• _Selected excerpt_
:::

We chose that time as the servers are less loaded during those hours.

Are you seeking assistance with Ruby on Rails development?

Analyze Stripe data discrepancies with SQL

We are all set. With the data in place, we can use SQL to identify all deviations. This will involve using common table expression (CTE), views, joins, filters, and aggregation functions.

Note that the script fetches the Stripe data once a week, and it takes around 1 hour to run. Consequently, the app data will always be ahead of the Stripe data. This is crucial to understand because we cannot join the current app data against the cached Stripe data due to this time lag. Therefore, we need the app data snapshot at the moment the script was run.

Creating a real data snapshot is an option, but it would significantly complicate our architectural story. Fortunately, we have Papertrail configured in the app, a gem that stores all changes to users. This means we can reinstall actual data at the moment the script fetched Stripe data was run. The only field of interest for us is plan_id. Therefore, we reinstall only this field. To reuse the reinstalled data, we utilize views. These are kind of virtual tables inside SQL but don’t store the collected data:

create view stripe.users_with_actual_plan as (
    with stripe_update as (
        select created_at as ts from stripe.subscriptions limit 1
    ),
    recent_versions as (
        select * from versions where created_at >= (select ts - interval '1 day' from stripe_update)
    ),
    data as (
        select
            u.*,
            coalesce (
                coalesce(
                    coalesce(
                        (substring((vp.object_changes->>'plan_id') from ', (\d+)'))::int,
                        (substring(vp.object from '\nplan_id: (\d+)'))::int
                    ),
                    coalesce(
                        (substring((vf.object_changes->>'plan_id') from '(\d+),'))::int,
                        (substring(vf.object from '\nplan_id: (\d+)'))::int
                    )
                ),
                u.plan_id
            ) as actual_plan_id,
            rank() over (partition by u.id order by vp.created_at desc nulls last, vf.created_at asc) as version_rank
        from users u
        left join stripe.customers c on c.stripe_id = u.stripe_customer_id
        left join recent_versions vp on vp.item_id = u.id and vp.created_at < coalesce(c.created_at, (select ts from stripe_update))
        left join recent_versions vf on vf.item_id = u.id and vf.created_at >= coalesce(c.created_at, (select ts from stripe_update))
    ) select * from data where version_rank = 1
);

This SQL query might look intimidating, and that’s okay. It’s not essential for understanding everything here. All you need to know is what it does, and you already have that knowledge. It creates a virtual table of users with the actual plan_id that was set just before the script fetched Stripe data.

One might ask, “How do we end up creating SQL queries that appear so complicated and intimidating?” The answer is simple: through small steps, selecting one field at a time, joining step by step, and eventually combining them into a single query using the CTE construction.

And now, we are ready to join these users with the actual plan data from Stripe.

This time, the SQL looks much easier:

with stripe_update as (
    select created_at ts from stripe.subscriptions limit 1
)
select u.* from
stripe.users_with_actual_plan u
left join stripe.subscriptions s on s.stripe_customer_id = u.stripe_customer_id
where u.actual_plan_id is not null and u.actual_plan_id not in (6, 121)
    and u.created_at < (select ts from stripe_update)

:::

• _Given request a_
In the records, switch "grassy field" for "lawn" and write those lines out again, leaving everything else unchanged.
The text and the records below it come from separate sources.

:::

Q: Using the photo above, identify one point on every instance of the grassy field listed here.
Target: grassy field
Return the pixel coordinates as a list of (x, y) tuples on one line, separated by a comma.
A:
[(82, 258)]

:::

• _Given request b_
Do these statements agree with the excerpt on Stripe data discrepancies? (i) The script fetches the Stripe data once a week. (ii) Views store the collected data. (iii) The only field of interest is plan_id.

• _Result a_
Q: Using the photo above, identify one point on every instance of the lawn listed here.
Target: lawn
Return the pixel coordinates as a list of (x, y) tuples on one line, separated by a comma.
A:
[(82, 258)]

• _Result b_
(i) Yes: "the script fetches the Stripe data once a week"
(ii) No: "These are kind of virtual tables inside SQL but don’t store the collected data"
(iii) Yes: "The only field of interest for us is plan_id."